=== The input ===

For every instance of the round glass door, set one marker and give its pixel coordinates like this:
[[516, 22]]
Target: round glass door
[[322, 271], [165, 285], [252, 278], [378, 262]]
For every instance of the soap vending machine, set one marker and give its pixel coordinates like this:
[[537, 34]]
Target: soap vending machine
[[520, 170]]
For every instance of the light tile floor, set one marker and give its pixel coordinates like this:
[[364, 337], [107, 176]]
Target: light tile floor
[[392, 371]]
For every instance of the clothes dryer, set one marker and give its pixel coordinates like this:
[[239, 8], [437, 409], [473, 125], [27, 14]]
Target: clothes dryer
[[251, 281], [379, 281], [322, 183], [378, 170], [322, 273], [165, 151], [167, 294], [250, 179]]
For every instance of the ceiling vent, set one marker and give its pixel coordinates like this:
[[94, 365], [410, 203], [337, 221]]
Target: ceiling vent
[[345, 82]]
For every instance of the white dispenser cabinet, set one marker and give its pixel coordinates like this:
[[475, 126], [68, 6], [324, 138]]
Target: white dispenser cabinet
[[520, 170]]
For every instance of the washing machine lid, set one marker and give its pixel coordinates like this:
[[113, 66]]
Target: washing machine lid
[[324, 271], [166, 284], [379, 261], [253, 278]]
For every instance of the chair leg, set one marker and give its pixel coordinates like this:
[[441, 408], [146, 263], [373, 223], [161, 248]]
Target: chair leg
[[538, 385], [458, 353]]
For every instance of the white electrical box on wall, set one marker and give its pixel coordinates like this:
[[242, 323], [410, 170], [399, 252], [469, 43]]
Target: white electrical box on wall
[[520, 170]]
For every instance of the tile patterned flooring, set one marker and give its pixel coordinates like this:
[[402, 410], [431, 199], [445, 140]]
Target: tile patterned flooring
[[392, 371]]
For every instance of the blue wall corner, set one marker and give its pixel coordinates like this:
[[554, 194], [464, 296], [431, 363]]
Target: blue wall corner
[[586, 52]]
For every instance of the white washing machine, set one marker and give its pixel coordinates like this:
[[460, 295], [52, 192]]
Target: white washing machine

===

== Your goal ==
Give the part of the entries that opens with the line containing "For every instance of the ceiling" and runs through the end of the entries as a JSON list of strings, one string per line, with blank lines left out.

== Answer to this exercise ==
[
  "For every instance of the ceiling vent, set one marker and give its pixel coordinates like this:",
  "[[94, 365], [410, 203], [337, 221]]",
  "Target: ceiling vent",
  "[[345, 82]]",
  "For every instance of the white dispenser cabinet, set one marker and give its pixel coordinates like this:",
  "[[475, 126], [68, 6], [324, 138]]",
  "Target: white dispenser cabinet",
  "[[520, 170]]",
  "For every instance of the washing machine lid, set one marker and give its pixel coordinates like this:",
  "[[113, 66]]",
  "Target: washing machine lid",
  "[[324, 271], [166, 284], [379, 261], [253, 278]]",
  "For every instance of the chair leg, set one marker and give its pixel coordinates like this:",
  "[[441, 408], [146, 263], [373, 223], [161, 248]]",
  "Target: chair leg",
  "[[538, 385], [458, 353]]",
  "For every instance of the white electrical box on wall, set one marker and give its pixel coordinates like this:",
  "[[242, 323], [410, 170], [399, 252], [469, 43]]",
  "Target: white electrical box on wall",
  "[[520, 170]]",
  "For every instance of the tile patterned flooring, set one marker and give its pixel coordinates like this:",
  "[[402, 410], [431, 199], [445, 140]]",
  "Target: tile patterned flooring",
  "[[392, 371]]",
  "For every instance of the blue wall corner, set one marker and give its pixel coordinates like this:",
  "[[554, 194], [464, 296], [431, 363]]",
  "Target: blue wall corner",
  "[[586, 52]]",
  "For every instance of the white washing machine, set one marker and give its pixel coordinates like this:",
  "[[460, 295], [52, 192]]",
  "Target: white washing machine"
]